YOUR GOAL:
Go through the data and report each line that holds the string "leafy".

Stored data entries:
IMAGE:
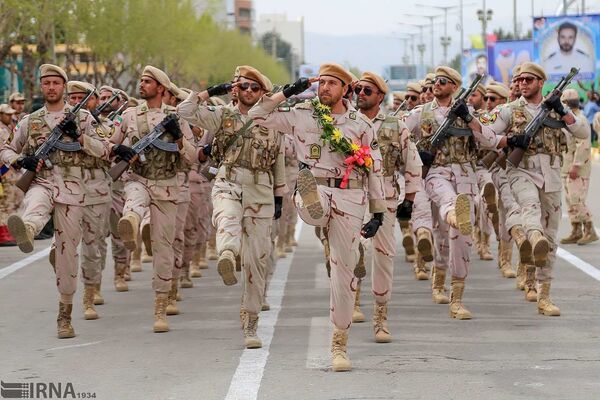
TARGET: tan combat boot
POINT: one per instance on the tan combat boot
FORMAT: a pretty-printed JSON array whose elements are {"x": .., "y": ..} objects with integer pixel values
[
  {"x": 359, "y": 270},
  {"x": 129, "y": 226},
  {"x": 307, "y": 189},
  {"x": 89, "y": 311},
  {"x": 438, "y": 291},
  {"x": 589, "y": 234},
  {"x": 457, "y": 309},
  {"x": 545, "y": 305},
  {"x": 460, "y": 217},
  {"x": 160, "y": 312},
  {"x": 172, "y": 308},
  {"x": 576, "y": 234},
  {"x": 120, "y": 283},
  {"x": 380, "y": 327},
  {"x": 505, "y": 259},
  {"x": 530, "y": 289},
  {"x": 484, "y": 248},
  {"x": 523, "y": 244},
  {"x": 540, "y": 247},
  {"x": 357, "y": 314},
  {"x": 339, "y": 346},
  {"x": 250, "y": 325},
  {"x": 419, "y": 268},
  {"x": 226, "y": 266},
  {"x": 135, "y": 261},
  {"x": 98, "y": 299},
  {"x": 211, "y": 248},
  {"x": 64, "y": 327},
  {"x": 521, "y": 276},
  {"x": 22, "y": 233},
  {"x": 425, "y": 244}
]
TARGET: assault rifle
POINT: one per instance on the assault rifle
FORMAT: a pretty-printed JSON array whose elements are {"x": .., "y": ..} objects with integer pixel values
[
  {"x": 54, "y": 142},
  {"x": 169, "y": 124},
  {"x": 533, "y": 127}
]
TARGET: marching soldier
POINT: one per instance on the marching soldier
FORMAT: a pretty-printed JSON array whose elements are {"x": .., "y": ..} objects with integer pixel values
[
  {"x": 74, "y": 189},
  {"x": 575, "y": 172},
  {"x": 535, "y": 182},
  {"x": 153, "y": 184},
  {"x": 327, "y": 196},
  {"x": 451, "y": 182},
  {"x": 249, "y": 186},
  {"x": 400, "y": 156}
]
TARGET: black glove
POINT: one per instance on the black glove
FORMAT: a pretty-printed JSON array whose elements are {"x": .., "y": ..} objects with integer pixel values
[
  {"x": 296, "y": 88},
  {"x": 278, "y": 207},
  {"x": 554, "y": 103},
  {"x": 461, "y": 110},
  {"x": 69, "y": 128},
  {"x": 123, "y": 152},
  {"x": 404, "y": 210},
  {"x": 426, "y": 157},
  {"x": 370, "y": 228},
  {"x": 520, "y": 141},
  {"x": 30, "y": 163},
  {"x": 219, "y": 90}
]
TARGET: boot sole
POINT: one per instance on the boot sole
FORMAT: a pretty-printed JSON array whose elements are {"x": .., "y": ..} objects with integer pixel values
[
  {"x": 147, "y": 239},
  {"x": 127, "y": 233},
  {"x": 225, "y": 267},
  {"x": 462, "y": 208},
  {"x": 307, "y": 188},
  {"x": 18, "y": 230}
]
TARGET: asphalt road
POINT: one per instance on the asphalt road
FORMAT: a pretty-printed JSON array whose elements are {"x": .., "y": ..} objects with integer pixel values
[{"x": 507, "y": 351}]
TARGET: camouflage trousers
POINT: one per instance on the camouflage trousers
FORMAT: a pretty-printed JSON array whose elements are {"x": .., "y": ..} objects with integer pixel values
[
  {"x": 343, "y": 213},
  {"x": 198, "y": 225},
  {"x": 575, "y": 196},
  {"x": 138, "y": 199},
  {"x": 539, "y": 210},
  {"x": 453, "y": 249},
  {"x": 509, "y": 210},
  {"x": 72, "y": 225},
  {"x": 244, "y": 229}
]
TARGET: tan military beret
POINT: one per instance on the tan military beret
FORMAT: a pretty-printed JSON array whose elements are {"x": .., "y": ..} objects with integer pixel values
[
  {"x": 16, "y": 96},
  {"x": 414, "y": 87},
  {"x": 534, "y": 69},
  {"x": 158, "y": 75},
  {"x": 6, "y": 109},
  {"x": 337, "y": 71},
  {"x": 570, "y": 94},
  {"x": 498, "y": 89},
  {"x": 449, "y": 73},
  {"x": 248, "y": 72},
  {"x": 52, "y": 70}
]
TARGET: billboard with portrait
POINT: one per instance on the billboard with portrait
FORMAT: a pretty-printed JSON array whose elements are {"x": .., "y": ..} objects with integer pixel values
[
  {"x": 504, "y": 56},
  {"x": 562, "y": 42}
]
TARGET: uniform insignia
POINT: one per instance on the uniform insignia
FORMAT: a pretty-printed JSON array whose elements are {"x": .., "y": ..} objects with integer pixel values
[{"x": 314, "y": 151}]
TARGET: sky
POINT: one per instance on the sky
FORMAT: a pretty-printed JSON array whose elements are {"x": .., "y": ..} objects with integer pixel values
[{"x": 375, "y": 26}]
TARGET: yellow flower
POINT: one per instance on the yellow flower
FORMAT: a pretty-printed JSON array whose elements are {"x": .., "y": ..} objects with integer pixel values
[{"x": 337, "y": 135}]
==
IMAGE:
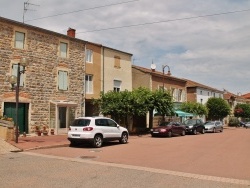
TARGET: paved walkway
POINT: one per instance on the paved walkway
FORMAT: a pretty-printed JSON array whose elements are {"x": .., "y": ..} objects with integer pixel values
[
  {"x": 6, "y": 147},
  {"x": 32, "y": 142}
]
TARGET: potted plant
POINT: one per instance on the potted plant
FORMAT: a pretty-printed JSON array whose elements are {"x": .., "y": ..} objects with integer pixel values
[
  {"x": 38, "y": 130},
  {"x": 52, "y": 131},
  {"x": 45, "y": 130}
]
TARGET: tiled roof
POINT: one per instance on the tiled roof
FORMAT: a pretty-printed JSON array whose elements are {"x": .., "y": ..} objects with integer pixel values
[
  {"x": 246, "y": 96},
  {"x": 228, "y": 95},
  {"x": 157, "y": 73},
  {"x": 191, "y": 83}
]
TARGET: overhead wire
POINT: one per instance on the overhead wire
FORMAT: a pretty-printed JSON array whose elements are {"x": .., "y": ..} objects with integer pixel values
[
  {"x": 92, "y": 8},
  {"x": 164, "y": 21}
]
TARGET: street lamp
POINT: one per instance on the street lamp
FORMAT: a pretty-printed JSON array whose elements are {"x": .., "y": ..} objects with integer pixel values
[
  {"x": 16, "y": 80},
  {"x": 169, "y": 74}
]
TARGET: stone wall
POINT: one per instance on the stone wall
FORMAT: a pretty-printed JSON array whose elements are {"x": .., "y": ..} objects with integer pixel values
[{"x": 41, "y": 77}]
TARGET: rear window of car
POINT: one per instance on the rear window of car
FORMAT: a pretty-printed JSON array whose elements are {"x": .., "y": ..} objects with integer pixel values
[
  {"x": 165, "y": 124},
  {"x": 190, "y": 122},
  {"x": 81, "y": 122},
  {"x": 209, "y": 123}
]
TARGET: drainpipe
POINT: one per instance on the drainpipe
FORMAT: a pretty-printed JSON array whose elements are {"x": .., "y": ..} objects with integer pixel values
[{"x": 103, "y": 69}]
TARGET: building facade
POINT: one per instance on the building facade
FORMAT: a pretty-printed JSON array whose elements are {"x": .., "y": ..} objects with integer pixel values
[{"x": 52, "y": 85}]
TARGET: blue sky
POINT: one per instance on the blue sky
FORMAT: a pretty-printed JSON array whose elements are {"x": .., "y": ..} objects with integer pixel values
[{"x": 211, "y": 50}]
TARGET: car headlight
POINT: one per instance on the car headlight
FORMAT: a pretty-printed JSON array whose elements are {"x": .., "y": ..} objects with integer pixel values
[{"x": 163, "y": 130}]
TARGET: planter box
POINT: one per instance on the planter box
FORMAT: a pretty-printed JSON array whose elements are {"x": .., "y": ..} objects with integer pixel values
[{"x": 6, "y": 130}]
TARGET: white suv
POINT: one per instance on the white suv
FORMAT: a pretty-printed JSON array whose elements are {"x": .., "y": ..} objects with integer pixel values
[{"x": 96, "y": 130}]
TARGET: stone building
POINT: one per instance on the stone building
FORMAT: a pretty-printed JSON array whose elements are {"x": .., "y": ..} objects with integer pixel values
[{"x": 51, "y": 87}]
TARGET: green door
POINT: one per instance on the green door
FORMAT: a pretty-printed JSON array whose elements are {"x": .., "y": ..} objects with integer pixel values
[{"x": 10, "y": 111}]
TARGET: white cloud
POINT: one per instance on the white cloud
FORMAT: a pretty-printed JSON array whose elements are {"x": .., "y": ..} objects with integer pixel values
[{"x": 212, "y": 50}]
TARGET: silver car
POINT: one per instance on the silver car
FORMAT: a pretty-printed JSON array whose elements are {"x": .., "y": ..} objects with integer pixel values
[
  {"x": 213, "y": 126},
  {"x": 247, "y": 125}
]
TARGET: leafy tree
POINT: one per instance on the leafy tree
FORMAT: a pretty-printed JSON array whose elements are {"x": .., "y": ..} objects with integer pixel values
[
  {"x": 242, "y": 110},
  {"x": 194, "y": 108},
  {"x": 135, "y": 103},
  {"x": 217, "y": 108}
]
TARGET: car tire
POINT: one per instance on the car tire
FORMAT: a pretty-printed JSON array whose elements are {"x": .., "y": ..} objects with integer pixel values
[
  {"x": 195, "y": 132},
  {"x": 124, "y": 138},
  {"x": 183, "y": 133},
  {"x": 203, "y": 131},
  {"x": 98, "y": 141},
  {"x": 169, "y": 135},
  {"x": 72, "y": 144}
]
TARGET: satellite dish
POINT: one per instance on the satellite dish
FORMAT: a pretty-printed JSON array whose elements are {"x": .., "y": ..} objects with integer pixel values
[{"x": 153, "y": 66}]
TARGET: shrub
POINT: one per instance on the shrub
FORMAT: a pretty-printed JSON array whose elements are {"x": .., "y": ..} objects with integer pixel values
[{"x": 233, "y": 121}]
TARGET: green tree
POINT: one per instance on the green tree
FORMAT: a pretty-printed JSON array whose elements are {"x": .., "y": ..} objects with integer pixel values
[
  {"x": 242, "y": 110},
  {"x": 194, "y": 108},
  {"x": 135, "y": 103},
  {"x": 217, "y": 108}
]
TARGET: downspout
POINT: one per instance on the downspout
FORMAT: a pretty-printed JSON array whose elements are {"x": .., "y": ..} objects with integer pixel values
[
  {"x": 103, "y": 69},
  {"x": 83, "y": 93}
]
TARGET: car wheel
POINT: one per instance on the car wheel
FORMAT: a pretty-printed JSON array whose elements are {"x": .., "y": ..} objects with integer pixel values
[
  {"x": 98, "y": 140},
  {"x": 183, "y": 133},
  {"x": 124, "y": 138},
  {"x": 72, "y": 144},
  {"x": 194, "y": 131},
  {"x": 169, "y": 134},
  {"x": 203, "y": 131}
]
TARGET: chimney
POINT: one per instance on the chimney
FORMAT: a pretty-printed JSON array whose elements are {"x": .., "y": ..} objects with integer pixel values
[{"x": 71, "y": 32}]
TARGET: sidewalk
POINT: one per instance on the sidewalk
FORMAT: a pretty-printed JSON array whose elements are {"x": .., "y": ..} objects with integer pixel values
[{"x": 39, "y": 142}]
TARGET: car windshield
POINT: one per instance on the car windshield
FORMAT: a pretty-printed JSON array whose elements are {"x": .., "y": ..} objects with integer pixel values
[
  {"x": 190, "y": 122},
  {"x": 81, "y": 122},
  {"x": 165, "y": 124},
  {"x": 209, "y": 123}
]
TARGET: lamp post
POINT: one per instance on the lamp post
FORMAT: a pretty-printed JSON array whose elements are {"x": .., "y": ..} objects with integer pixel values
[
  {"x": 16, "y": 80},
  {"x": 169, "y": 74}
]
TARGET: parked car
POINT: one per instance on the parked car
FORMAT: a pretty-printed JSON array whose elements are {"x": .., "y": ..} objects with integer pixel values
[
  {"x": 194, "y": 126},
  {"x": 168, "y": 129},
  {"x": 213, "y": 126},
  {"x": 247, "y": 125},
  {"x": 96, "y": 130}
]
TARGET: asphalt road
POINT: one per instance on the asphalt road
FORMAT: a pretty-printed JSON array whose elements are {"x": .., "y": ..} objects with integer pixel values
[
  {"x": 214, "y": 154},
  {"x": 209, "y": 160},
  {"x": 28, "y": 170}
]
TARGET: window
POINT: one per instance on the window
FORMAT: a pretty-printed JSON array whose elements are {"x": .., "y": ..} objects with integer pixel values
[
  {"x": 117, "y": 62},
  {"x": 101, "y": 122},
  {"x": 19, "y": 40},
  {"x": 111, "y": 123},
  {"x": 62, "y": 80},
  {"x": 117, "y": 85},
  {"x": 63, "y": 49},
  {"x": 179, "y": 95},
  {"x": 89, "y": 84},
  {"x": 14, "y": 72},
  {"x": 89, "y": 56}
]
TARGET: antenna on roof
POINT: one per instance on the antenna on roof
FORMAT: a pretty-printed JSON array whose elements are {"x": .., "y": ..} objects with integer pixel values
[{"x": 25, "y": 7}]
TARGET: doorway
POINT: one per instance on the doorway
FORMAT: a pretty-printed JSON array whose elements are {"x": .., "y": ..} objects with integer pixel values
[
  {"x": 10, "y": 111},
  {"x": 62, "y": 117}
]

EXERCISE OUTPUT:
TARGET: leafy tree
POINT: one per instance on the leafy tree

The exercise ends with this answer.